◆ **Exercise inputs**
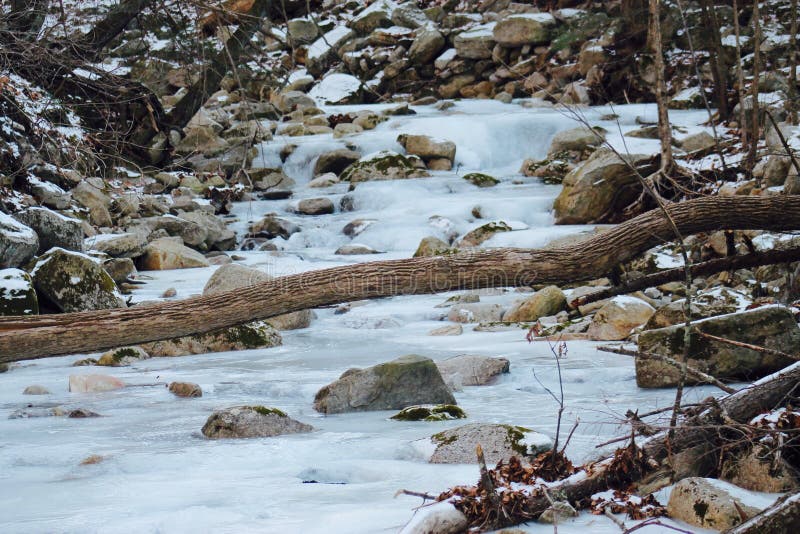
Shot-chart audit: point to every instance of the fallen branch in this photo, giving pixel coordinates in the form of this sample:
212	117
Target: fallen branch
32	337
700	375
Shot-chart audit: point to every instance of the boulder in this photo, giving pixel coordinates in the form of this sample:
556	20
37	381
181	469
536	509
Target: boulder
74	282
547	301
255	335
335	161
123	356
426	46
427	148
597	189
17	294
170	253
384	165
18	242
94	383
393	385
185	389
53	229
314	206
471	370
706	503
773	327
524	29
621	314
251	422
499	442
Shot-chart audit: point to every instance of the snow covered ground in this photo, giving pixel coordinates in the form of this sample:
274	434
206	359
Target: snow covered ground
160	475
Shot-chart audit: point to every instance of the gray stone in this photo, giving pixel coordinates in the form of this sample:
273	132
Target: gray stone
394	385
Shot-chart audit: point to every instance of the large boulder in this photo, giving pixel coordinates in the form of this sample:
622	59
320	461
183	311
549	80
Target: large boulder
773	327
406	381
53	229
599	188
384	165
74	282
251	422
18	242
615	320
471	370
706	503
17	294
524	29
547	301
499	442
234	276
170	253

==

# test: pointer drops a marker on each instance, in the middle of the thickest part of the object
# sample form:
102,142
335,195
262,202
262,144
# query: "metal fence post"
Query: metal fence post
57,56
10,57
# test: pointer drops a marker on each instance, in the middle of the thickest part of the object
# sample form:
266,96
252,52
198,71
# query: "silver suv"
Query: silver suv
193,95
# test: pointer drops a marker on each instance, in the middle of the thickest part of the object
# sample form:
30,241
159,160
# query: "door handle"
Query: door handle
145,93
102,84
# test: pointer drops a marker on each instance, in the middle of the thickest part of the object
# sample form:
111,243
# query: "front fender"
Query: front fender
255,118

---

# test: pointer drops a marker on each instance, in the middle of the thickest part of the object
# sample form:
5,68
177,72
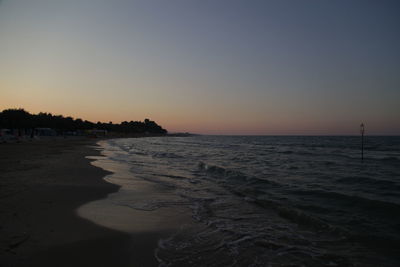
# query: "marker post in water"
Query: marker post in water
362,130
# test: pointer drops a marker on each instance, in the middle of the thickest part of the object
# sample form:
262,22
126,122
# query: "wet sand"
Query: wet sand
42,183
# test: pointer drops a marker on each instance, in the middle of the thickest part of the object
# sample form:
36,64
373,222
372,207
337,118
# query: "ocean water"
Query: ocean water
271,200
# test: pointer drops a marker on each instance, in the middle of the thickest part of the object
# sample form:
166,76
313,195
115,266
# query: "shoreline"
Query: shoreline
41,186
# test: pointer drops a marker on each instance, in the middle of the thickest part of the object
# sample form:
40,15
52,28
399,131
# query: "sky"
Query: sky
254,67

◆ **Exercise brief**
If a line above contains the word "pixel", list it.

◆ **Exercise response**
Shot-chart audit: point to every instance of the fallen branch in this photo, giving pixel coordinates in the form of this sample:
Shot-chart audit: point to every instance of the boulder in this photo, giving pixel coordinates in the form of this sample:
Shot-chart audit: point to every instance of the snow covered ground in this photo, giving pixel coordinates in the form of this sample:
Shot-chart audit: point to every instance of the gray stone in this photo, giving pixel coordinates in the form of this sample:
Shot-chart audit: point to every instance of the large boulder in this photo, giving pixel coordinates in the form of this sample:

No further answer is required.